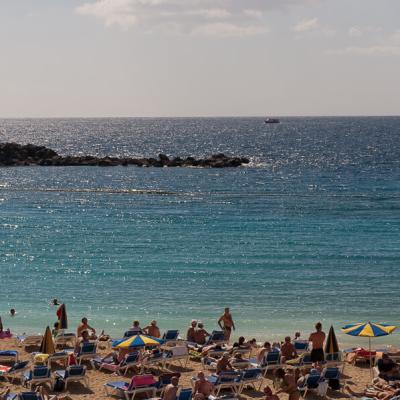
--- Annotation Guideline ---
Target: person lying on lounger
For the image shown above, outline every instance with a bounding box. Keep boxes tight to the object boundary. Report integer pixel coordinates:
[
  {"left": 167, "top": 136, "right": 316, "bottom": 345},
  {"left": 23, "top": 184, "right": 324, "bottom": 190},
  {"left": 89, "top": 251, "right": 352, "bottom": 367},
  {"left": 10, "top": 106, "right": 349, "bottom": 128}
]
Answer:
[
  {"left": 345, "top": 380, "right": 400, "bottom": 400},
  {"left": 257, "top": 342, "right": 272, "bottom": 364},
  {"left": 378, "top": 354, "right": 400, "bottom": 381}
]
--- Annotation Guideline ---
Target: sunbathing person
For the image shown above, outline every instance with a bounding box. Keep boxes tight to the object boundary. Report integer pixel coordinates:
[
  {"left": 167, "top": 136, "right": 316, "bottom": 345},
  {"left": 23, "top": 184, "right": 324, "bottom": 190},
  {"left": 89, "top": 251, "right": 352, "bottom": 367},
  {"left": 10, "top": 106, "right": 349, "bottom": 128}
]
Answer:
[
  {"left": 144, "top": 320, "right": 161, "bottom": 338},
  {"left": 216, "top": 352, "right": 233, "bottom": 374},
  {"left": 274, "top": 368, "right": 300, "bottom": 400},
  {"left": 75, "top": 330, "right": 91, "bottom": 353},
  {"left": 257, "top": 342, "right": 272, "bottom": 364},
  {"left": 201, "top": 343, "right": 223, "bottom": 356},
  {"left": 77, "top": 317, "right": 97, "bottom": 339},
  {"left": 345, "top": 381, "right": 400, "bottom": 400},
  {"left": 195, "top": 323, "right": 210, "bottom": 345},
  {"left": 194, "top": 371, "right": 214, "bottom": 400},
  {"left": 128, "top": 320, "right": 143, "bottom": 335},
  {"left": 163, "top": 376, "right": 180, "bottom": 400},
  {"left": 281, "top": 336, "right": 298, "bottom": 363},
  {"left": 187, "top": 320, "right": 197, "bottom": 342},
  {"left": 378, "top": 354, "right": 400, "bottom": 381}
]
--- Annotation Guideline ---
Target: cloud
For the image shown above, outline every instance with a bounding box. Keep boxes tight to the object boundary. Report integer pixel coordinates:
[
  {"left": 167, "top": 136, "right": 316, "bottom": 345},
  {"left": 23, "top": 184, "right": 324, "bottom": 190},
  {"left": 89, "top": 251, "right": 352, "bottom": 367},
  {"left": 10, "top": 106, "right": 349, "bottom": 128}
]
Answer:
[
  {"left": 349, "top": 26, "right": 362, "bottom": 37},
  {"left": 326, "top": 46, "right": 400, "bottom": 56},
  {"left": 76, "top": 0, "right": 314, "bottom": 36},
  {"left": 292, "top": 17, "right": 319, "bottom": 32}
]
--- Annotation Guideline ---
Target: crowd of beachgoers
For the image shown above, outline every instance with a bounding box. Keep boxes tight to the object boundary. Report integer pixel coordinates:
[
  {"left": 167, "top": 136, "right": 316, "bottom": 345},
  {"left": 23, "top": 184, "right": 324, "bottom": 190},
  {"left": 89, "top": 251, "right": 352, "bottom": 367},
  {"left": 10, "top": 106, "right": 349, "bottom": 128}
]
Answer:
[{"left": 0, "top": 306, "right": 399, "bottom": 400}]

○ ○ ○ ○ ○ ○ ○

How to complete this task ->
Restate the records above verbatim. Pictures stay out.

Task response ->
--- Annotation Guideline ---
Target: person lying on lounger
For the image shown above, outline every instance with a bounding box. Keep boxes tight to the object boundary. Report integer pixel coordinates:
[
  {"left": 167, "top": 136, "right": 316, "bottom": 345},
  {"left": 23, "top": 184, "right": 324, "bottom": 190},
  {"left": 89, "top": 251, "right": 352, "bottom": 367},
  {"left": 10, "top": 106, "right": 349, "bottom": 128}
]
Answer:
[
  {"left": 345, "top": 380, "right": 400, "bottom": 400},
  {"left": 257, "top": 342, "right": 272, "bottom": 364},
  {"left": 378, "top": 354, "right": 400, "bottom": 381}
]
--- Annotation Guideline ---
Target: sunbathing person
For the image shown above, outline every instance with a bounding box. Keep boxes tight to the object boundary. Report integer pixel coordinates:
[
  {"left": 167, "top": 136, "right": 316, "bottom": 345},
  {"left": 23, "top": 184, "right": 324, "bottom": 190},
  {"left": 89, "top": 251, "right": 352, "bottom": 367},
  {"left": 10, "top": 106, "right": 349, "bottom": 128}
]
Answer:
[
  {"left": 144, "top": 320, "right": 161, "bottom": 338},
  {"left": 216, "top": 352, "right": 233, "bottom": 374},
  {"left": 274, "top": 368, "right": 300, "bottom": 400},
  {"left": 75, "top": 330, "right": 91, "bottom": 353},
  {"left": 257, "top": 342, "right": 272, "bottom": 364},
  {"left": 201, "top": 343, "right": 223, "bottom": 356},
  {"left": 77, "top": 317, "right": 97, "bottom": 339},
  {"left": 345, "top": 381, "right": 400, "bottom": 400},
  {"left": 195, "top": 323, "right": 210, "bottom": 345},
  {"left": 194, "top": 371, "right": 214, "bottom": 400},
  {"left": 128, "top": 320, "right": 143, "bottom": 335},
  {"left": 163, "top": 376, "right": 180, "bottom": 400},
  {"left": 281, "top": 336, "right": 298, "bottom": 363},
  {"left": 187, "top": 320, "right": 197, "bottom": 342},
  {"left": 378, "top": 354, "right": 400, "bottom": 381}
]
--- Annotation Guideline ---
Target: cloud
For the image shown above, outline every instance with a bounding box. Keep boxes tight to the object boundary. Report integer pixel coordinates:
[
  {"left": 167, "top": 136, "right": 316, "bottom": 345},
  {"left": 23, "top": 184, "right": 324, "bottom": 190},
  {"left": 89, "top": 251, "right": 352, "bottom": 367},
  {"left": 10, "top": 106, "right": 349, "bottom": 128}
]
Answer:
[
  {"left": 349, "top": 26, "right": 362, "bottom": 37},
  {"left": 326, "top": 46, "right": 400, "bottom": 56},
  {"left": 76, "top": 0, "right": 314, "bottom": 36},
  {"left": 292, "top": 17, "right": 319, "bottom": 32}
]
--- Annotation Guideline ---
Target: crowd of beachgoers
For the image shown above, outline every instance with a bounding box. Keep boxes tight to the object boundary. Report integer pixel coordinates:
[
  {"left": 167, "top": 136, "right": 316, "bottom": 345},
  {"left": 23, "top": 184, "right": 324, "bottom": 190},
  {"left": 89, "top": 251, "right": 352, "bottom": 367},
  {"left": 10, "top": 106, "right": 349, "bottom": 128}
]
Answer:
[{"left": 0, "top": 306, "right": 399, "bottom": 400}]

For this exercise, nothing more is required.